Work instructions:
Rewrite the entries from the line containing "Please put a point on the black front" through the line containing "Please put a point on the man's face", requests included, and shift each coordinate in the answers by adding 96 to it.

>>>>

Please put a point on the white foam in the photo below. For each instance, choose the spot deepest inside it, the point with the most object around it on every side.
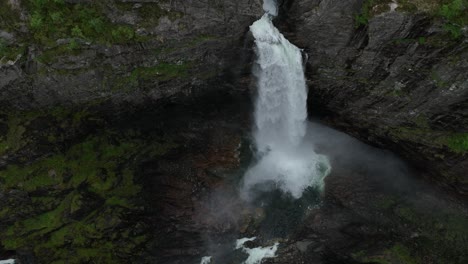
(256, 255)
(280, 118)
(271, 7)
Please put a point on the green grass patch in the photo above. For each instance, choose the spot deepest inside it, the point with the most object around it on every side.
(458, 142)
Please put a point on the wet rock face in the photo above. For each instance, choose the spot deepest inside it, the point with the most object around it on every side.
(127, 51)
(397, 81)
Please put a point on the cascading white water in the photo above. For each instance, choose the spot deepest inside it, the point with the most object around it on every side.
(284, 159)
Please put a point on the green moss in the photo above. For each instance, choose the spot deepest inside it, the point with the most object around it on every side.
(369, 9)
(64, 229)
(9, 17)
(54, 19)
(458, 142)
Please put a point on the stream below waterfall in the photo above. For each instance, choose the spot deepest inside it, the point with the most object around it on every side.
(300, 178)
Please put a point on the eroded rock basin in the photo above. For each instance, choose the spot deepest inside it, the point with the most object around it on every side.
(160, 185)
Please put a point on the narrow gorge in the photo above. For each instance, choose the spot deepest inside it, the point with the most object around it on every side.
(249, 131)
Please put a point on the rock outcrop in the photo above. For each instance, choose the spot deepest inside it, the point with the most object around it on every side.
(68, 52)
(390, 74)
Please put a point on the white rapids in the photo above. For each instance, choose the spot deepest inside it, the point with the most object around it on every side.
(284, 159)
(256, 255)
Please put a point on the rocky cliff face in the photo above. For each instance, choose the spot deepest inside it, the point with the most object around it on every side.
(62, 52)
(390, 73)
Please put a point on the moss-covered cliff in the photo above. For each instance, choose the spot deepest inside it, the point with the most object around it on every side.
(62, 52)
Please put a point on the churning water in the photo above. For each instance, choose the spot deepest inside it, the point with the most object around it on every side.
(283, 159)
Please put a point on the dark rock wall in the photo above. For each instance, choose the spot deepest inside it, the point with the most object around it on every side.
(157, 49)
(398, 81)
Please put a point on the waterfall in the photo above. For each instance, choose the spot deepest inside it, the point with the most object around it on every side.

<<<<
>>>>

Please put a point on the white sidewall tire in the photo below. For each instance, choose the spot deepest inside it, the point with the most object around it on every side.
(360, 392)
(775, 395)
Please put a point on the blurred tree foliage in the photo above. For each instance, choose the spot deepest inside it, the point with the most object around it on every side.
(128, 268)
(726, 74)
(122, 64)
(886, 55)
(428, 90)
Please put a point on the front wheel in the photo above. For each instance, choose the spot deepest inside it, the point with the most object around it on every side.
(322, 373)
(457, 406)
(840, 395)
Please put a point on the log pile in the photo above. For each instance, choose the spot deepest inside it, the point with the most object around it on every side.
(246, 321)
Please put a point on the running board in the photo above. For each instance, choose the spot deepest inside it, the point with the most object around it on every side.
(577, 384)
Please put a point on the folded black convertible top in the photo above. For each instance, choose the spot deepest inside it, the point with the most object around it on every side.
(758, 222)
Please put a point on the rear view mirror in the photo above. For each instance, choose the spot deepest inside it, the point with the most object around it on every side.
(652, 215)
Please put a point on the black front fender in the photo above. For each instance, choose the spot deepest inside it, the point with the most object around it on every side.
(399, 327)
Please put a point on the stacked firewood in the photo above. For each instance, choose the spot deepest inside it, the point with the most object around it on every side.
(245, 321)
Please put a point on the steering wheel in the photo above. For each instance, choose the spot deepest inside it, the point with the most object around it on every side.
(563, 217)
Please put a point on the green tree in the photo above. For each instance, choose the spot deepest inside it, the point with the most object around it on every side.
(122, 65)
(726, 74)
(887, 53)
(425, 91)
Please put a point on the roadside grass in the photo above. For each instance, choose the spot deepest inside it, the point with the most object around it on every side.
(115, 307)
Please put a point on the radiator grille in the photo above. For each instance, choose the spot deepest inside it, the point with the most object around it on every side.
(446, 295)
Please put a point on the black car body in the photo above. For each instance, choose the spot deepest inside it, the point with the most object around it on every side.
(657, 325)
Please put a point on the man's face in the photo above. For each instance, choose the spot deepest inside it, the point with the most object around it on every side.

<<<<
>>>>

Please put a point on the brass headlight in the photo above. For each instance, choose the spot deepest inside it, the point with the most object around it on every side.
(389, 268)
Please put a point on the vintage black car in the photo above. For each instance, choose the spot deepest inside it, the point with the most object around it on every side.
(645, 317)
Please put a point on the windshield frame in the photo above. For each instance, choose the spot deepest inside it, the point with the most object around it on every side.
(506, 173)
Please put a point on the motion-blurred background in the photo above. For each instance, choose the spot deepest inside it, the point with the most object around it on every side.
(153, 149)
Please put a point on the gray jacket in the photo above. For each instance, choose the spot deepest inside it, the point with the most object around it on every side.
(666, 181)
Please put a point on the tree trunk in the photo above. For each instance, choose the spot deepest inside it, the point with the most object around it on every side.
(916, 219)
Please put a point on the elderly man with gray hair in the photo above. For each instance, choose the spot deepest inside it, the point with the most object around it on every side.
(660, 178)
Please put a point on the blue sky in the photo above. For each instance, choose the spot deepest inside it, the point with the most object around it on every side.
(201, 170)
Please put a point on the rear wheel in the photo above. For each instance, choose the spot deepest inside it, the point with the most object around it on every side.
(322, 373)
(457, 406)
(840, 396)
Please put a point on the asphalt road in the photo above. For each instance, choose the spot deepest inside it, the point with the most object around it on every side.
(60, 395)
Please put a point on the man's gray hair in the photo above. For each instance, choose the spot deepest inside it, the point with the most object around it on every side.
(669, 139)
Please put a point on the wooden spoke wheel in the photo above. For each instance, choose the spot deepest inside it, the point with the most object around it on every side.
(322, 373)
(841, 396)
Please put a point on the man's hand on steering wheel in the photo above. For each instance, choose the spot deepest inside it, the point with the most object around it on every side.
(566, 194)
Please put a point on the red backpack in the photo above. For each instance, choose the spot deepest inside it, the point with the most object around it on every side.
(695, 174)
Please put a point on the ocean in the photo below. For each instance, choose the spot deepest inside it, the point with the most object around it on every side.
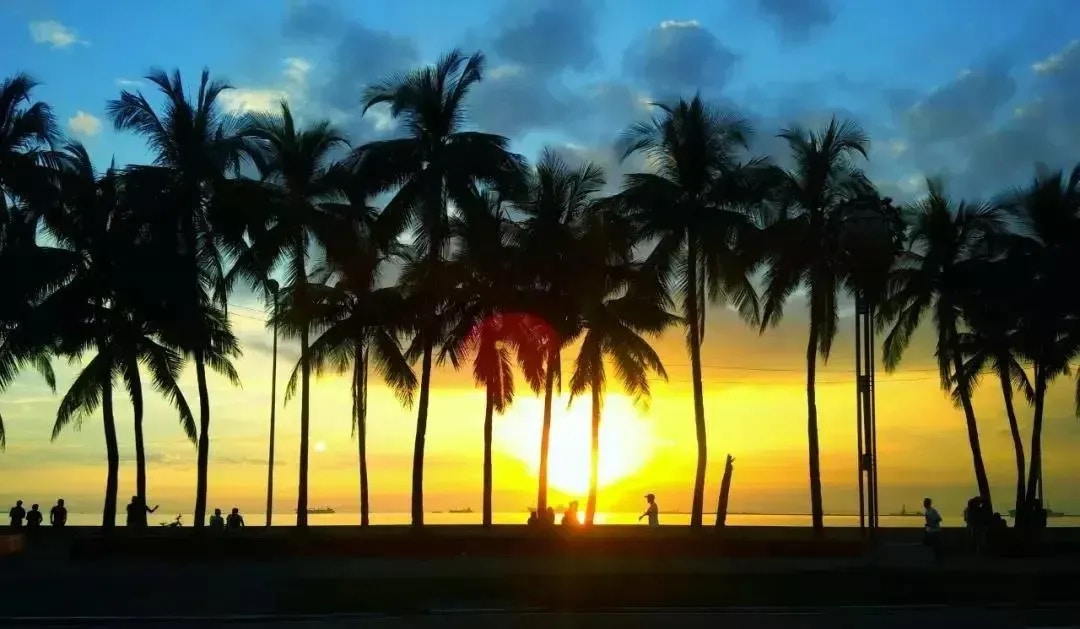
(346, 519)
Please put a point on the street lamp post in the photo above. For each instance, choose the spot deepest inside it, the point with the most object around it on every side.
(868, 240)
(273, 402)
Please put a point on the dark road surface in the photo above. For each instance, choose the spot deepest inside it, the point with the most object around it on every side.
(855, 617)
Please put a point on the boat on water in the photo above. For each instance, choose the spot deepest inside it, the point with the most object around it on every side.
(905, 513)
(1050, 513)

<<<<

Answer for this exercise:
Please put a point on the black front fender in the photo above. For each instance, choose the spot deepest inside it, the point with the most object around it on every side.
(495, 423)
Please put a point on the stacked firewood in the photo above. For each instance, choose the spot deepest inside it, the point with the most object around it on every side.
(341, 417)
Please put a point on the steering wheel in the photo above. For each instance, choose the spot deepest inside it, the point with the most object around it on every side.
(659, 313)
Please put a point on the green tree in the photo above. For each instance, choose the spot deepest inside it, the point with the most object around it on every side.
(218, 161)
(822, 170)
(983, 149)
(521, 187)
Please put a point on the roadside grass in the photo above. For each instance, choose the spot deepest inside it, the point with the most object around it on every side.
(211, 403)
Please put a point on the radiator grille in the photo above. For each instance, choose the spot deepest inside it, the point with the most object around it on every side.
(542, 391)
Please put a point on the black car body in the photo above. For each instance, choose the spot deepest inside it, the point with the most object around it on every side.
(753, 421)
Please put a point on the man's face in the photo above. For each instance, choose the spot deepest inside it, the point with the most object around it on every side.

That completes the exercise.